(Raw records)
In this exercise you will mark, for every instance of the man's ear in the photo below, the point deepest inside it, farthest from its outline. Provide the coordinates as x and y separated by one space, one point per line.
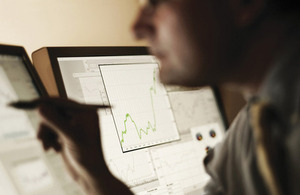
247 11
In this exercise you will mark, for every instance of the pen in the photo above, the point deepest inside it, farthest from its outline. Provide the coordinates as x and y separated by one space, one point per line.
30 105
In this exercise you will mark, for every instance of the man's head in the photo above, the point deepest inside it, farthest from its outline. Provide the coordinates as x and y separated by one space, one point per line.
200 42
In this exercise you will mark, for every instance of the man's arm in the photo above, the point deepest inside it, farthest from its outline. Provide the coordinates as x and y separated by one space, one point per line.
73 131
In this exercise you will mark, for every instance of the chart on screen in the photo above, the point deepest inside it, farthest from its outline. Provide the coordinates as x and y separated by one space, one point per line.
141 108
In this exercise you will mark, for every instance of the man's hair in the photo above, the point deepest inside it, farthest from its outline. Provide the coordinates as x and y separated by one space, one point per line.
285 6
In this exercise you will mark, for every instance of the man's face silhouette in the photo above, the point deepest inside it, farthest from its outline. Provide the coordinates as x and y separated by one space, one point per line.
191 38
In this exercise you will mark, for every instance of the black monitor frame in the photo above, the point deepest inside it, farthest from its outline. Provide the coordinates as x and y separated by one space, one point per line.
15 50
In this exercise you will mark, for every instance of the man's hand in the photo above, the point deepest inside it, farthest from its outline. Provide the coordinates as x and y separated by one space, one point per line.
73 130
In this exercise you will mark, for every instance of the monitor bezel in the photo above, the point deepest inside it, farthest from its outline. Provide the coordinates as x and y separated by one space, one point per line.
16 50
58 52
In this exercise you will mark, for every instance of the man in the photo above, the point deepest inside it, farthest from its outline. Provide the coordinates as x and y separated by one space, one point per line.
251 45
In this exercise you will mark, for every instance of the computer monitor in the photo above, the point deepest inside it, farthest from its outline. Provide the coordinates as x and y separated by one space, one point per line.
24 167
154 137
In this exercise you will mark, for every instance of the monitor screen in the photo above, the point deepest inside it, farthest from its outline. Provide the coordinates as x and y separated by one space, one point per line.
24 167
154 137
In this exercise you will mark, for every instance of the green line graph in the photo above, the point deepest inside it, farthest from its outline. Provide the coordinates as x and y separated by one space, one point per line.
150 126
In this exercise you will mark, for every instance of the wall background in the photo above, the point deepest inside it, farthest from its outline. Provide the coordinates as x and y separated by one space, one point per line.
37 23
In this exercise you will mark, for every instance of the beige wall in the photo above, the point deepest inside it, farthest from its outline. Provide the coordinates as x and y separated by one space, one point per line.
38 23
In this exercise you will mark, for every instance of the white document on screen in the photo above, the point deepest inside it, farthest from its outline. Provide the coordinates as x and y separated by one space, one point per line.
14 124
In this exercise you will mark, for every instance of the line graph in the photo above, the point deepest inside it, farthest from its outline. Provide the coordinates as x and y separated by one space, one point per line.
141 108
150 126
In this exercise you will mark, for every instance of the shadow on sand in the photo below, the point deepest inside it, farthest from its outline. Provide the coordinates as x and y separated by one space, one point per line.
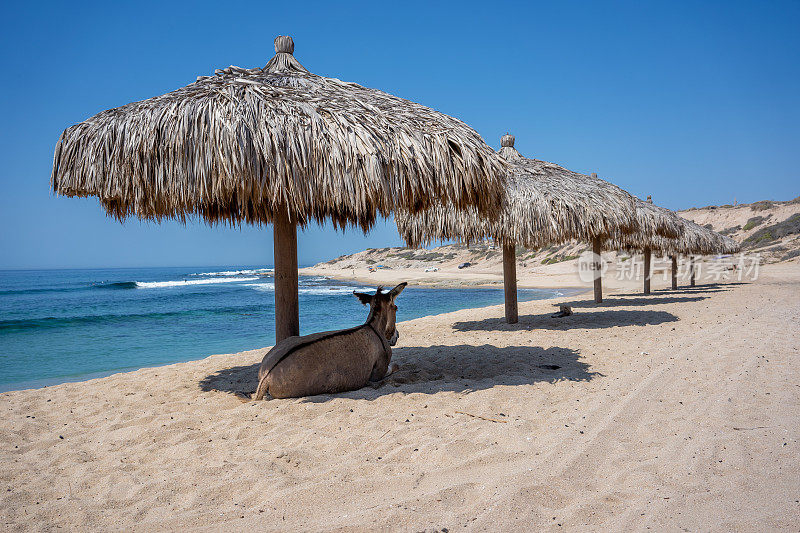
579 320
432 369
623 300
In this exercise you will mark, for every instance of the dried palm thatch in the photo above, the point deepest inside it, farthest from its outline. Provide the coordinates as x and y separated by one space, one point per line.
653 222
696 240
544 204
691 239
239 145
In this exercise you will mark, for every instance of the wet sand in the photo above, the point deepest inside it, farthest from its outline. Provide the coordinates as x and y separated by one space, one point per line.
676 411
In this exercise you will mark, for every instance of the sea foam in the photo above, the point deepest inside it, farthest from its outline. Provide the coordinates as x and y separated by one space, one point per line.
187 282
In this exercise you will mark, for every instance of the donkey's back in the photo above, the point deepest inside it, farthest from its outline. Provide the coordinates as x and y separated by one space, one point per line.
320 363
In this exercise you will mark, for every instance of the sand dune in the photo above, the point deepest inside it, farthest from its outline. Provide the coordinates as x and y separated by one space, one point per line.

WHAT YOU NEED TO DO: Put the data above into a numbered list, one line per item, with blank lines dropped. Leave the pictures out.

SOLUTION TO THIS PROBLEM:
1. In this exercise you will mark, for every instance of the man's ear in the photo below, the point deepest inside it, farthest from its outline. Provide the coordinates as x and y separated by one space, one point per line.
2. 247 11
3. In this exercise you will mark, for every instance of the pen in the photo above, the point deepest inside it, farthest from its outline. Provide the coordinates as x and y separated by one space, one point per line.
4. 30 105
5. In this exercise you will mark, for every instance of the man's head in the photo above, the point deepest inside it, farthest from its outline. Provide the coordinates as x and y separated by one space, one point per line.
6. 200 42
7. In this exercise you will mark, for every instance of the man's arm in the photo above, the point deepest inside it, farthest from its outline. Provide the coordinates as x and y separated by one space, one point per line.
8. 73 131
9. In this exercise you will mark, for every instance of the chart on screen in the photo above, the point deepest inside it, farthest from its outline. Provide the coordinates as x and y separated by one space, one point per line.
10. 141 108
11. In this exercise you will mark, for every instance of the man's hair in the photo above, the point deepest inside it, farthest from its outline. Provide the coordinates as x and y separated by one space, one point per line.
12. 285 6
13. In this exercise you will mark, for every instance of the man's face silhouette in the photo above, the point deepest inside it, farthest from its outline. Provide the coordinates as x and y separated by one space, one point per line.
14. 191 38
15. In this exercise you will mark, for every instance of the black monitor frame in the photo above, the point deepest inside it, farthest from its outline. Provide the coordinates as x and y separated by one space, one point per line.
16. 15 50
17. In this exercise you will mark, for every instance of the man's hand in the photo above, the point deepest inside it, farthest from its outline. Provide the coordinates as x and y separated by one space, one point per line.
18. 73 130
19. In this exercise you will mark, for every instance of the monitor bezel in the photo above, the point deepest inside it, farthest from its outline. Provide the coordinates as x and y separated by one space, one point per line.
20. 16 50
21. 58 52
22. In this exercise you will mark, for every instance of the man in the photo above, the point deepest inside it, farthest from its outline. Provide the coordinates as x and y separated by one space, one point per line.
23. 251 45
24. In this exercise you will mark, for every instance of the computer monitor in the photo above, the point deepest inside it, farthest from its outline. Provide the coordinates as x and y separated by one space, one point per line.
25. 24 167
26. 154 137
27. In this exercise you will mark, for every instance of the monitor screen in the photo above, the point deepest inside it, farthest from its outline. Provide the coordinates as x and y separated by one space, one point per line.
28. 24 167
29. 154 137
30. In this exercise you will mark, for every instance of the green line graph in the photo above, the point deepest inside it, farthest from its outline. Provide the coordinates as x and y separated by one space, one point per line.
31. 150 126
32. In this exercise you will mark, for every instance of the wall background in the photo above, the point deepest inside it, farthest from its outline. Provide the coordinates as x and y separated by one space, one point per line.
33. 37 23
34. In this exercise you will mark, for every instance of the beige wall in the photo above, the point deepest inside it, farthest from its outline. Provide the coordinates as x and y separated by one space, one point per line.
35. 38 23
36. In this exercise you will mark, for every instance of the white document on screen in the photo above, the point deepest inside it, farthest from its outline. Provide the coordinates as x and y separated by one space, one point per line.
37. 14 124
38. In this exercise you will mark, for every instance of the line graph in the photo above, the point deepest inside it, farthest from its outline. Provide the coordinates as x and y separated by one space, one point per line.
39. 141 108
40. 150 126
41. In this exercise you will mark, for every instance of the shadow on sand in the photo below, the point deepest inside it, farthest from its outline. Provide the coordinates as x and y separated by one space, one point per line.
42. 579 320
43. 432 369
44. 623 300
45. In this exercise you will mark, for every instance of the dried palm thatch in the photo above, the point deepest inside it, farthest from its outline. Provide the coordinates as x and y separated by one space, one point per line.
46. 653 222
47. 696 240
48. 544 204
49. 691 239
50. 239 145
51. In this exercise you will mark, for every instance of the wet sand in the photo above, the point deepest inside it, farthest from its outline. Provide the coordinates as x and y separated by one space, one point per line.
52. 676 411
53. In this exercise you will mark, for every instance of the sea foam in the photo above, the point deepest inside it, farthest from its outline. Provide the coordinates as x and y separated by one space, one point per line.
54. 187 282
55. In this exercise you will mark, for every instance of the donkey's back in the photo above, the point deepest inside it, farthest from its outline. Provide the coordinates as x and y separated by one space, one point per line.
56. 320 363
57. In this exercise you will mark, for every instance of the sand dune in the photo above, the point deepest inside it, farthest from its outline. Provide the coordinates as x and y separated by one space, one point per line.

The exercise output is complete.